» Exercise
Continue the article on unequal life expectancy in Southern California, picking up after its final sentence about commuting.

» Extracted text
————

Those differences reflect everything from employment and geographic isolation to the composition of households.

“I am shocked by how big the differences were and the degree of inequality that they reflected,” said the report’s co-author, Hannes Schwandt, an assistant professor at Northwestern University, when it was published last summer in the Journal of the American Medical Association.

Others who study public health said the unequal losses of life just back up arguments they’ve been making for years.

“These differences aren’t accidents,” said Brittany Morey, an assistant professor of health, science and behavior at UC Irvine.

“Why would a virus affect certain groups more than others? The pandemic revealed a system of broader inequities.”

Little killers, big killers

So, how are differences in race, money and geography killing some of us earlier than others?

While big-picture issues – higher household income and opportunities for things like a great education – lead to health advantages that can extend or shorten a life, UC Riverside’s Carpiano suggested life expectancy also is shaped by seemingly non-lethal issues that can play out in significant ways.

“It’s easy to think about rich vs. poor in these discussions, but we see gradations of this throughout Southern California.

“It’s not sinister,” he said, “It’s circumstances.”

As an example, he pointed to commuting.

————

» Provided records
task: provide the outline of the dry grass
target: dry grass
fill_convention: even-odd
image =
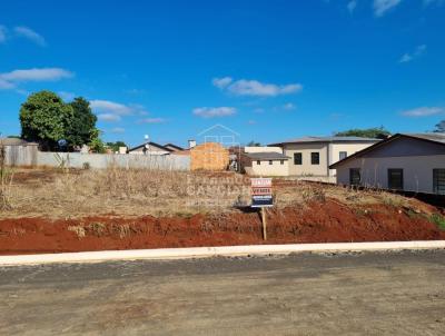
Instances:
[[[4,147],[0,145],[0,211],[10,210],[13,172],[6,166]]]
[[[34,172],[19,172],[21,181],[12,186],[14,207],[3,216],[189,216],[227,211],[249,201],[248,184],[235,174],[115,168],[49,170],[51,178],[37,174],[34,179],[29,174]]]
[[[353,190],[279,179],[278,208],[336,199],[350,207],[385,204],[415,207],[413,200],[384,191]],[[22,170],[8,190],[12,208],[0,217],[75,218],[96,215],[191,216],[234,211],[250,204],[250,180],[233,172],[186,172],[109,168],[105,170]],[[71,228],[80,237],[81,229]],[[83,230],[101,235],[101,227]],[[77,231],[79,230],[79,231]],[[121,228],[122,236],[129,228]]]

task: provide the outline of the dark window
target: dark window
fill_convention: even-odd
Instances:
[[[433,190],[445,195],[445,169],[433,169]]]
[[[360,168],[349,168],[349,185],[359,186],[360,180]]]
[[[310,154],[310,164],[319,165],[319,152],[318,151],[314,151]]]
[[[294,152],[294,165],[303,165],[301,152]]]
[[[403,169],[388,169],[388,188],[403,190]]]

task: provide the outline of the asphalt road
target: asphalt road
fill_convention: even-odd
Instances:
[[[445,250],[6,267],[0,335],[445,335]]]

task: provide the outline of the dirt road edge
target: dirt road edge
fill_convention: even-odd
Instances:
[[[236,257],[249,255],[288,255],[295,253],[342,253],[436,248],[445,248],[445,240],[246,245],[19,255],[0,256],[0,266],[39,265],[53,263],[101,263],[112,260]]]

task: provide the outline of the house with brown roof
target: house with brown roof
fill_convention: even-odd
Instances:
[[[445,195],[445,134],[397,134],[330,169],[339,185]]]

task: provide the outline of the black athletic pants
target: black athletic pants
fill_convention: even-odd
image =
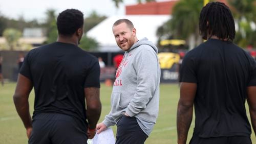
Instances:
[[[122,116],[117,123],[117,144],[144,143],[147,135],[141,130],[135,117]]]
[[[242,136],[202,138],[193,135],[189,144],[251,144],[250,137]]]
[[[87,128],[69,115],[40,113],[33,120],[32,127],[29,144],[87,143]]]

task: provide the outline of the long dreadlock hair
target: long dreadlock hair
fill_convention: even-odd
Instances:
[[[204,39],[207,39],[208,34],[209,38],[215,35],[222,40],[233,41],[236,35],[234,22],[228,7],[220,2],[208,3],[201,11],[199,30]]]

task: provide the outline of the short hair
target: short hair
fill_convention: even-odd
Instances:
[[[234,18],[228,7],[220,2],[210,2],[202,9],[199,29],[203,38],[215,35],[221,39],[233,41],[236,35]],[[208,23],[207,23],[208,22]]]
[[[57,18],[59,34],[71,36],[83,25],[83,14],[76,9],[67,9],[59,13]]]
[[[134,26],[133,26],[133,22],[131,21],[131,20],[127,19],[120,19],[116,21],[115,23],[113,25],[113,27],[114,26],[116,26],[118,25],[121,24],[121,23],[124,22],[125,23],[128,27],[129,27],[131,30],[134,28]]]

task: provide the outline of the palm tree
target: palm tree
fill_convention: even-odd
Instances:
[[[115,5],[117,8],[119,7],[119,4],[123,2],[123,0],[113,0],[113,1],[114,2],[114,3],[115,3]],[[145,0],[143,1],[145,2],[146,3],[148,3],[151,2],[156,2],[156,0]],[[141,4],[142,2],[142,1],[137,0],[137,2],[138,3]]]
[[[18,30],[12,28],[5,30],[3,36],[6,40],[10,50],[14,50],[17,46],[18,41],[22,36],[22,33]]]
[[[253,36],[256,31],[253,31],[250,23],[252,21],[256,22],[256,0],[229,0],[228,2],[238,24],[234,42],[244,47],[249,44],[254,45]]]
[[[174,6],[168,27],[174,38],[183,39],[189,49],[202,42],[199,34],[199,16],[203,0],[181,0]]]

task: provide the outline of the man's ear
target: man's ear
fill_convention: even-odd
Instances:
[[[79,28],[77,29],[76,32],[76,34],[77,36],[78,37],[81,37],[82,35],[83,34],[83,31],[82,31],[82,29],[81,28]]]
[[[136,29],[135,28],[133,29],[133,34],[134,36],[136,35]]]

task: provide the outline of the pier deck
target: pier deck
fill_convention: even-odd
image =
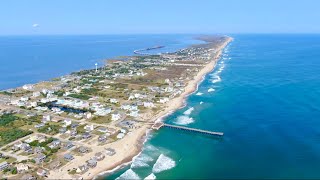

————

» Reply to the task
More time in a car affects health on several fronts, from boosting your exposure to dying in a crash to reducing the time you might have for exercise, to ramping up your stress levels enough that it can hurt your heart or mental health. All are real dangers, and none are equally shared in Southern California.

Recent Census data shows the average commute times are higher in Riverside County (34 minutes) and San Bernardino County (32.4 minutes) than they are in Los Angeles County (31.4 minutes) and Orange County (27.6 minutes). It happens that life expectancy is shorter in Riverside and San Bernardino counties than it is in Los Angeles and Orange counties.

“You can tie health outcomes to social connections; higher job status; access to prenatal healthcare; food. The differences in how we live… are strongly predictive of health and well-being,” Carpiano said.

But life expectancy numbers in parts of Southern California also have been reshaped by more obviously lethal factors that aren’t (or have yet to be proven to be) linked to the pandemic.

Gun violence, for example, has soared, though the trend hasn’t played out equally in Southern California communities.

Two of the region’s bigger cities, Santa Ana and Long Beach, saw gun-related homicides essentially hold flat or even decline from 2019 to 2020, but those numbers cut against the broader trend. In the city of Los Angeles, for example, the number of gun-related homicides jumped 41%, from 190 to 268. In several smaller Southern California cities, the numbers weren’t as big but the trend was the same. In the city of San Bernardino, gun homicides jumped 53% (from 43 to 66), while they went up in the city of Riverside from 11 to 17, and from 10 to 15 in Moreno Valley and from seven to 13 in Anaheim.

Such numbers can and do affect life expectancy, but in different ways for different groups.

The vast majority of victims of gun homicides are much younger than the average age of death in every community, and most victims are non-White. Though several statistics support that, one stands out – Black men and boys under the age of 30 are 16 times more likely to die by gunshot than are White men and boys of the same age.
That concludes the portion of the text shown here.